» Brief
Lines with "jeans" in the entries below: count them and reply with the number alone.
[[ Provided data, beginning ]]
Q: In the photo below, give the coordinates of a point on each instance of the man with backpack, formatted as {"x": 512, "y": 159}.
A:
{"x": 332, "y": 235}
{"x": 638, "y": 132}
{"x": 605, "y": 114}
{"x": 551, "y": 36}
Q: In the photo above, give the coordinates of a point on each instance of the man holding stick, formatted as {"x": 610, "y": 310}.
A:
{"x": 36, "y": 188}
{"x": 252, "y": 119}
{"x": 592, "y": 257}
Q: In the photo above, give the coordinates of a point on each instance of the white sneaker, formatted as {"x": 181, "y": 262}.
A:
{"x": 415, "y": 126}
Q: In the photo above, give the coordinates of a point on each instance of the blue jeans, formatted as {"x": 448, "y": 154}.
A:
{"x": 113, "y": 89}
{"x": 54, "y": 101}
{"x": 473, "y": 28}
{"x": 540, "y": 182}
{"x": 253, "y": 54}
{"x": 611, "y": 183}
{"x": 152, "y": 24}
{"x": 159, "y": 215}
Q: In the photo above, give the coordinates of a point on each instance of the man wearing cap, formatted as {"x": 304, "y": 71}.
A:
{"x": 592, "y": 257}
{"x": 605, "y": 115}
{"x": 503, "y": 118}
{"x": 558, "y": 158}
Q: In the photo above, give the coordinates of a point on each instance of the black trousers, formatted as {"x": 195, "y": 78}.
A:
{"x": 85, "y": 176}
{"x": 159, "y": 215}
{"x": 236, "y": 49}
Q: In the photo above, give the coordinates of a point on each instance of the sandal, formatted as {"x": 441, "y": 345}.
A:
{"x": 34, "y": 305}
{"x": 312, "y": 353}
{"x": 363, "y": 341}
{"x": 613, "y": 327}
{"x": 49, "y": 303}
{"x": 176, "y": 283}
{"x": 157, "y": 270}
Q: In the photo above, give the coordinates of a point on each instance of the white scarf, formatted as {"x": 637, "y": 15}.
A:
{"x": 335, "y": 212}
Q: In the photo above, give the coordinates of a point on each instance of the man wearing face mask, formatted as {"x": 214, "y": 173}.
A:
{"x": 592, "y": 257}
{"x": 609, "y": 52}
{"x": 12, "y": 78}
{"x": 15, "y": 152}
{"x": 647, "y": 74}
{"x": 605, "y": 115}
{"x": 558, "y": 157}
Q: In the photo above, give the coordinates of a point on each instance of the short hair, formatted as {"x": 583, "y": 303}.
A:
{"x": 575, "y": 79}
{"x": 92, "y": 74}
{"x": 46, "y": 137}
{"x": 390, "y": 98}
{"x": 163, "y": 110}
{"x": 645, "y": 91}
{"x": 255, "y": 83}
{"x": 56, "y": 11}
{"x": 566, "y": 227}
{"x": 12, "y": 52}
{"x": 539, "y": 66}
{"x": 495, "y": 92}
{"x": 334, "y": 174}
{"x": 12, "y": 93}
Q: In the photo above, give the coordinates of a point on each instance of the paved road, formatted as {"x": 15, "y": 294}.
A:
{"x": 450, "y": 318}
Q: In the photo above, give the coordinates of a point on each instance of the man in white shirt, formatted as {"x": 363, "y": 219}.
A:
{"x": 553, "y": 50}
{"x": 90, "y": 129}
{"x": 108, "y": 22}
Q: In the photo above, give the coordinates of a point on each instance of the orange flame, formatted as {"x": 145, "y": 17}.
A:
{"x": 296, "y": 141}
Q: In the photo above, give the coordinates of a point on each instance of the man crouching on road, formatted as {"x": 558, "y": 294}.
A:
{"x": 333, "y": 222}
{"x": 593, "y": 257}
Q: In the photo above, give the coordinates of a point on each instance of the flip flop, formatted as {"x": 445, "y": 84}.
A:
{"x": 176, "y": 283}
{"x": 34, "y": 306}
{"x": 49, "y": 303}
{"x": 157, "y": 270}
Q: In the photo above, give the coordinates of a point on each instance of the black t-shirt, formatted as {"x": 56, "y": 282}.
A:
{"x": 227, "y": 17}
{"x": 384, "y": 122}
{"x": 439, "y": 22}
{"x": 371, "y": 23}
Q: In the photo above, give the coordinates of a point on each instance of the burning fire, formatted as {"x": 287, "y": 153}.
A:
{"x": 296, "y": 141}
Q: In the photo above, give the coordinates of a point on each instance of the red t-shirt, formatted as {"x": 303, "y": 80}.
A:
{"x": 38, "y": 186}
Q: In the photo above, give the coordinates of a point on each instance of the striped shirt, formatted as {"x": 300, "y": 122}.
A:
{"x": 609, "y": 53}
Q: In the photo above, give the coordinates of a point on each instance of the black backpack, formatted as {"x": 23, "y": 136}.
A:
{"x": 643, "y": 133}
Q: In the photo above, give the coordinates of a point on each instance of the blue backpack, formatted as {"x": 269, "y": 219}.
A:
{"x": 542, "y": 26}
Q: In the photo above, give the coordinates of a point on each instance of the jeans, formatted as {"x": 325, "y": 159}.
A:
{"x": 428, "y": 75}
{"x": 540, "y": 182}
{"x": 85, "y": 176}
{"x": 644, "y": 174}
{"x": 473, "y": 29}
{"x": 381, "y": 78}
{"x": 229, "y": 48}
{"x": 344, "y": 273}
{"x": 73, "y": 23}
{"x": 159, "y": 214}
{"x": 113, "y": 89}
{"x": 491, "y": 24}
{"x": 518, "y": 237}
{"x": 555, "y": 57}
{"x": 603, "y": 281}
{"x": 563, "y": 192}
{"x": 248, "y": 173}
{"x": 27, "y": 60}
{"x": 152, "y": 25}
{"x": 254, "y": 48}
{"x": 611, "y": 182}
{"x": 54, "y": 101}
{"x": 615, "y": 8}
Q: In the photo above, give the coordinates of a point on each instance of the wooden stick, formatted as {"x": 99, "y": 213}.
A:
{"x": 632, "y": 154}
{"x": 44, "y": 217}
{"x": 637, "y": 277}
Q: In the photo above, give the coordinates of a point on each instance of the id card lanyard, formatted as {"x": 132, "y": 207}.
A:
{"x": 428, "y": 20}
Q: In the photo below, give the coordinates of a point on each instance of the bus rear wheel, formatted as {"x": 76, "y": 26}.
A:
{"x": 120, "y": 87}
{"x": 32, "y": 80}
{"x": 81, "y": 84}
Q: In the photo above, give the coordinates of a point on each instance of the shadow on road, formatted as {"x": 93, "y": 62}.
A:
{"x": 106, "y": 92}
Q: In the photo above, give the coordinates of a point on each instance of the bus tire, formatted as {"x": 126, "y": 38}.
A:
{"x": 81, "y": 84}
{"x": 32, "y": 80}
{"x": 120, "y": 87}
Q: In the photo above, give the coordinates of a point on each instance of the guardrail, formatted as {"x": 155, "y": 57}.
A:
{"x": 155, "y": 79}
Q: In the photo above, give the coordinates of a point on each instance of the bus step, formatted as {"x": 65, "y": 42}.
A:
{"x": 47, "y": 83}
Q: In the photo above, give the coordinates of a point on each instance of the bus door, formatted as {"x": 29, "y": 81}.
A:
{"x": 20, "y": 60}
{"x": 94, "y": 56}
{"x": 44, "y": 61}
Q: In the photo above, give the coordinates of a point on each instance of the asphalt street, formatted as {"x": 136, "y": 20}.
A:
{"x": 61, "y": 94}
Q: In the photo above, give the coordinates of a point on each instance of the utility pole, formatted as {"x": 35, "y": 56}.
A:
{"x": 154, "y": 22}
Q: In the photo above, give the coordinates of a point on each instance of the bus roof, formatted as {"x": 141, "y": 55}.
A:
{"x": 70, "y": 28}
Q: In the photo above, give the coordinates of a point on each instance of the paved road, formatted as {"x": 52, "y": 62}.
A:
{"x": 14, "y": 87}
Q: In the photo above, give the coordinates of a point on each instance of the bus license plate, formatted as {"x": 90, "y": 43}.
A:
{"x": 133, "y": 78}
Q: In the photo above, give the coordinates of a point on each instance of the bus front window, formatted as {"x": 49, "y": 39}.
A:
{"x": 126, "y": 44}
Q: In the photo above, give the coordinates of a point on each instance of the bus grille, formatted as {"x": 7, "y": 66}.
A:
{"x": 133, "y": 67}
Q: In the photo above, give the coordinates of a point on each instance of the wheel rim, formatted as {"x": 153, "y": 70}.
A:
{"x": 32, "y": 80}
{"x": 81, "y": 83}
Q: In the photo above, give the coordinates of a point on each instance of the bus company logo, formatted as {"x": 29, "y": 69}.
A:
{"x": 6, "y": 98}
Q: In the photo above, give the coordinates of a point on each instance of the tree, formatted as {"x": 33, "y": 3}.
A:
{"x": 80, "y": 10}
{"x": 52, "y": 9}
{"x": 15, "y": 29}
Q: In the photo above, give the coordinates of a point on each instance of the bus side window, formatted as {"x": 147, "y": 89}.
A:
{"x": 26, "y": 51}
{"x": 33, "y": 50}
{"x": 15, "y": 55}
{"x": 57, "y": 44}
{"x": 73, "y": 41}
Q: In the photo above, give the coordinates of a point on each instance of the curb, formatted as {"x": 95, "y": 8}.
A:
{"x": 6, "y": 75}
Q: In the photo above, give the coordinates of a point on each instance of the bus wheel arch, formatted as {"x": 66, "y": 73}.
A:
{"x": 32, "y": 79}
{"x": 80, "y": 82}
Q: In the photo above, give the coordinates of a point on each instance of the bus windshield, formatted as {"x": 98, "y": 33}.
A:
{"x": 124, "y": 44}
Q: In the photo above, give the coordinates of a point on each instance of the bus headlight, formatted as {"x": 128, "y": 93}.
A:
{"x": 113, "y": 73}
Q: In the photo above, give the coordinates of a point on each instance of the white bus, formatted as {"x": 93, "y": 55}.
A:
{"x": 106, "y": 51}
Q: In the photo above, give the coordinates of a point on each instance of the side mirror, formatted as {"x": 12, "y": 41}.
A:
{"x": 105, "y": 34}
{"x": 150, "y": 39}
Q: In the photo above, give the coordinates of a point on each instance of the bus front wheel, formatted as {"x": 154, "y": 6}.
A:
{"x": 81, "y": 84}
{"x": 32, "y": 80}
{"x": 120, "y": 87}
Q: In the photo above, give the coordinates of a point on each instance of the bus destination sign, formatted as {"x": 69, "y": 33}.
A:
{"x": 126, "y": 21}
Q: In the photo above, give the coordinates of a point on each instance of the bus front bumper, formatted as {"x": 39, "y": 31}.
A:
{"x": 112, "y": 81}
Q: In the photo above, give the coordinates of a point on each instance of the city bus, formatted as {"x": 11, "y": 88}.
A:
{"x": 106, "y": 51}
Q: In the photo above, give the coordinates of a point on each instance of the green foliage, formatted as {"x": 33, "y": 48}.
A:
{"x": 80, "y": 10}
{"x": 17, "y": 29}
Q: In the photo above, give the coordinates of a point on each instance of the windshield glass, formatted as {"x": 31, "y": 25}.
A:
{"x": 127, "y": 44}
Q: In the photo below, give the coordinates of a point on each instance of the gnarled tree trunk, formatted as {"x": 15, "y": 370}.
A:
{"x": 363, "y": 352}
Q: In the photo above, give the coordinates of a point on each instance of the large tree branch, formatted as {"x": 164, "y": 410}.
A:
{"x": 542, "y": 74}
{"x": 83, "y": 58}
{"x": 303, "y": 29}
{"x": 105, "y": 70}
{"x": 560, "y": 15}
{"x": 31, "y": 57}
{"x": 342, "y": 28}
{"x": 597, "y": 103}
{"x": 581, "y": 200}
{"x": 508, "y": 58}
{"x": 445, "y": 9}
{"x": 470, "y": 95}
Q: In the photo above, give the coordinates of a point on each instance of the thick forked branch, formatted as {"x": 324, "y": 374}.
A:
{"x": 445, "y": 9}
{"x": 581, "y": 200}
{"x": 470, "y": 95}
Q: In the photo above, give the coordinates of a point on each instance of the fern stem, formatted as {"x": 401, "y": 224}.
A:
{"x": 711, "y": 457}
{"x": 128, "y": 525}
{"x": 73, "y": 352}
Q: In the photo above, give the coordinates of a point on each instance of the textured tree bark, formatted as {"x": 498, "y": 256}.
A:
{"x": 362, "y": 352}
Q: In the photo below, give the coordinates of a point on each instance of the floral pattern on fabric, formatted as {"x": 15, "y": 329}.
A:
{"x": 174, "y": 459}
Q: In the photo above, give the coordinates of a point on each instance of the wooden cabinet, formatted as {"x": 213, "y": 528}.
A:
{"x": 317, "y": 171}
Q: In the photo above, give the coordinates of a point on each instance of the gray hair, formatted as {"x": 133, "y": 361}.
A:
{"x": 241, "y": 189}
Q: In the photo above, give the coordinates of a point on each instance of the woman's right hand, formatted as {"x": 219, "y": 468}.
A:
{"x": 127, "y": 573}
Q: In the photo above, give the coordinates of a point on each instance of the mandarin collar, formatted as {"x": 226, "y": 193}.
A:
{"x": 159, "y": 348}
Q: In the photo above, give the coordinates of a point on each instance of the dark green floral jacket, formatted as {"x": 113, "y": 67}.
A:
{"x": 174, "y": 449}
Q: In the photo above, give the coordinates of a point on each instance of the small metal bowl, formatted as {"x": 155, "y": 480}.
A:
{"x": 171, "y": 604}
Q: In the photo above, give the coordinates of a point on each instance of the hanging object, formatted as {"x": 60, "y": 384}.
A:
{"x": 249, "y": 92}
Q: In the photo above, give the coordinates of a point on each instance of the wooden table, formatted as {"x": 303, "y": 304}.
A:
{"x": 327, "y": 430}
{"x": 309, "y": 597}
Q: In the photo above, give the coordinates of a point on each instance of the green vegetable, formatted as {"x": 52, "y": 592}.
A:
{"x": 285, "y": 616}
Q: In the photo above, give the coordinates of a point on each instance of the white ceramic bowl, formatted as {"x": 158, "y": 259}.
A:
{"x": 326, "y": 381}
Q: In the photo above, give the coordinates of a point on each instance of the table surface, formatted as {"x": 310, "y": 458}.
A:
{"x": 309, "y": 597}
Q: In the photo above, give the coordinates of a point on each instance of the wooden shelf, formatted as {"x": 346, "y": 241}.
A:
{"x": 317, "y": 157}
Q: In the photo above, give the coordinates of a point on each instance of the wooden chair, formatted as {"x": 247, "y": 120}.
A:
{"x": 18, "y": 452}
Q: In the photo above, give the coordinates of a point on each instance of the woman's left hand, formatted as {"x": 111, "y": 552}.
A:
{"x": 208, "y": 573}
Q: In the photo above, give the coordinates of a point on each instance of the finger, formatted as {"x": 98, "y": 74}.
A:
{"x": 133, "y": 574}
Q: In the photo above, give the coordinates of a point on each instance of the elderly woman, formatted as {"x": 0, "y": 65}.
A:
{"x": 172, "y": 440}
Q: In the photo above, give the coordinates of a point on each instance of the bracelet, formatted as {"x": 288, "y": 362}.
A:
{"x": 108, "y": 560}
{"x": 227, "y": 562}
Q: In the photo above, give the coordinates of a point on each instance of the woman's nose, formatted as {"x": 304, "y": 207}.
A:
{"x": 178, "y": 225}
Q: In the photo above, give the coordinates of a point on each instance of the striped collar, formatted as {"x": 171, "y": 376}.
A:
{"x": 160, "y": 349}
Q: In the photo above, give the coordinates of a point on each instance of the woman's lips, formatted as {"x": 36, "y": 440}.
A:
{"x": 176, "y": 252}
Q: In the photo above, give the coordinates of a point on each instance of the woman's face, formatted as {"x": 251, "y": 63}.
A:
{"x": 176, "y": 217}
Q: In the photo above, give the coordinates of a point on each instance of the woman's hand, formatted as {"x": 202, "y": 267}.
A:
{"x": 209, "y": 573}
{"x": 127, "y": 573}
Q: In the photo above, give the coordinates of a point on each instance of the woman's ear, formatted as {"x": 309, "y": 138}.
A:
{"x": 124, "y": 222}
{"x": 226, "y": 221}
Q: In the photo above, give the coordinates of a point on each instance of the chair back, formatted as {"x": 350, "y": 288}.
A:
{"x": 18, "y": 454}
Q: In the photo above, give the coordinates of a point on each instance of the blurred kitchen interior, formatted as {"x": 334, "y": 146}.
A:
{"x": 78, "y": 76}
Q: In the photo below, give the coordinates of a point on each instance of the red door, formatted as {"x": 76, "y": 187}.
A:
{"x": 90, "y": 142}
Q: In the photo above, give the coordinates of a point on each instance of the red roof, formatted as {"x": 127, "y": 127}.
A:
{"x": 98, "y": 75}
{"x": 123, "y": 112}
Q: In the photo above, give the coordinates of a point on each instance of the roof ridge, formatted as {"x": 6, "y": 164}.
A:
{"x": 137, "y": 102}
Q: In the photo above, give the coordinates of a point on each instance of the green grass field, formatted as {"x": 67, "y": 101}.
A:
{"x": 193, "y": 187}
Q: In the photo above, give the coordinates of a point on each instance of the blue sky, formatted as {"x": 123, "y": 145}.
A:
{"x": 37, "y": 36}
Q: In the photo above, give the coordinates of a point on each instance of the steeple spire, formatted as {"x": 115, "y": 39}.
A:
[[ Provided data, end ]]
» Answer space
2